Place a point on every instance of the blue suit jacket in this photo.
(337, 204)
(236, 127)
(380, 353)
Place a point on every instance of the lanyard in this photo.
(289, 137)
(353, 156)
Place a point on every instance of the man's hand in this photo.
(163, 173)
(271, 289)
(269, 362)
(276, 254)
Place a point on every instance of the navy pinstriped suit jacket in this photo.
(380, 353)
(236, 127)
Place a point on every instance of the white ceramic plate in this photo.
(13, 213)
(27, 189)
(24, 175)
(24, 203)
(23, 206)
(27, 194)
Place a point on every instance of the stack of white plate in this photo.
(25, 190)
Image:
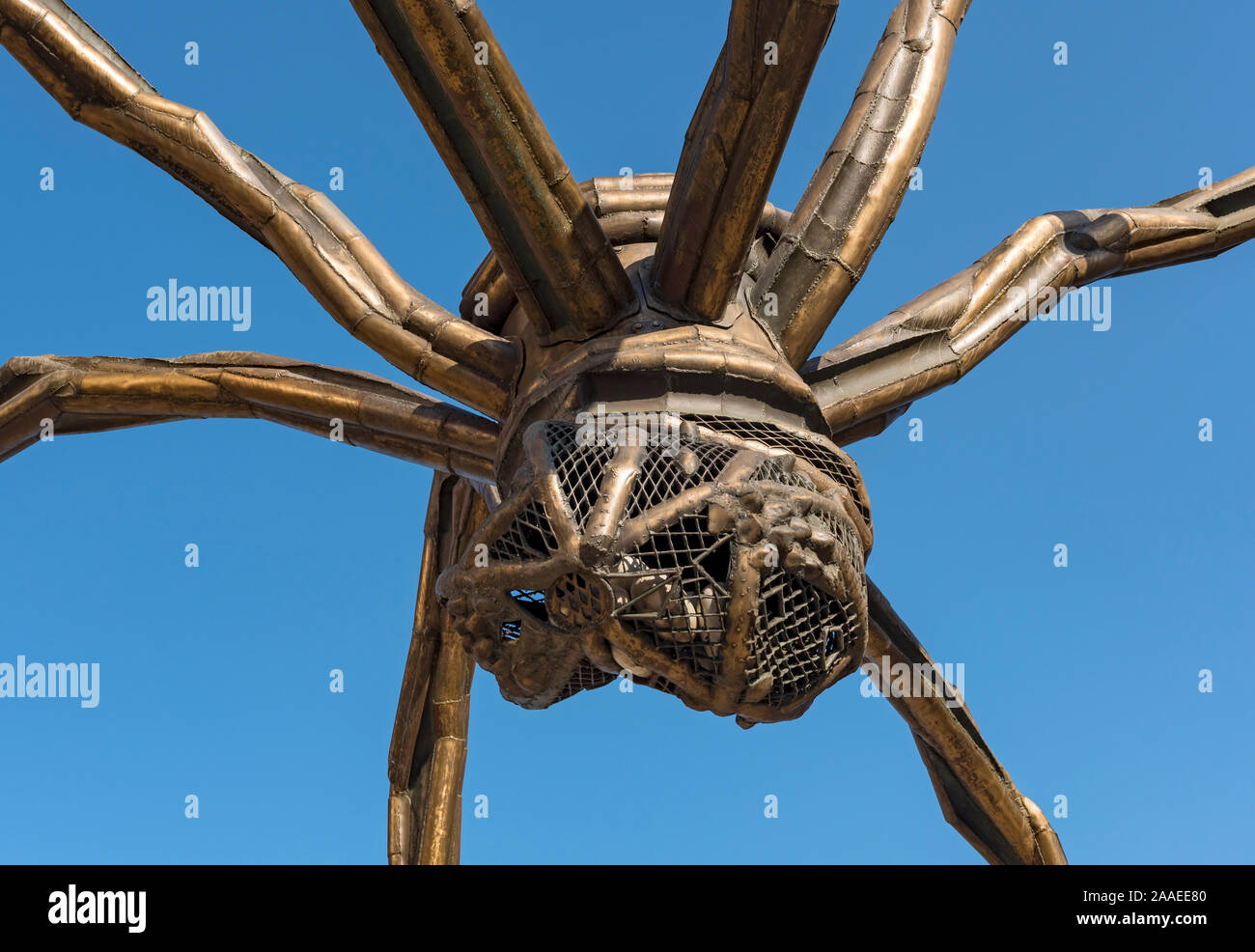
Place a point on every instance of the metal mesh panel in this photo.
(774, 472)
(798, 633)
(530, 537)
(661, 476)
(584, 679)
(683, 597)
(819, 456)
(580, 468)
◆ ◆ ◆ ◆ ◆
### EXERCISE BRIEF
Copy all of the material above line for line, with nothing changed, and leave out the picture.

### RESULT
Place a point on every instance of the blue suit jacket in this photo.
(337, 204)
(236, 127)
(380, 353)
Place a point on every instance of the lanyard in this photo.
(289, 137)
(353, 156)
Place a point on every instance of the man's hand in this photo.
(163, 173)
(271, 289)
(269, 362)
(276, 254)
Place a point on every instance of the navy pinstriped suit jacket in this photo.
(380, 353)
(236, 127)
Place a point on every instance of the white ceramic plate in this photo.
(13, 213)
(27, 189)
(24, 175)
(24, 203)
(23, 206)
(27, 194)
Place a point on every instance of the stack of white plate in this photo.
(25, 190)
Image:
Place a point on every instance of the metal mesh panel in this photo.
(774, 472)
(798, 633)
(530, 537)
(661, 476)
(584, 679)
(683, 597)
(819, 456)
(580, 468)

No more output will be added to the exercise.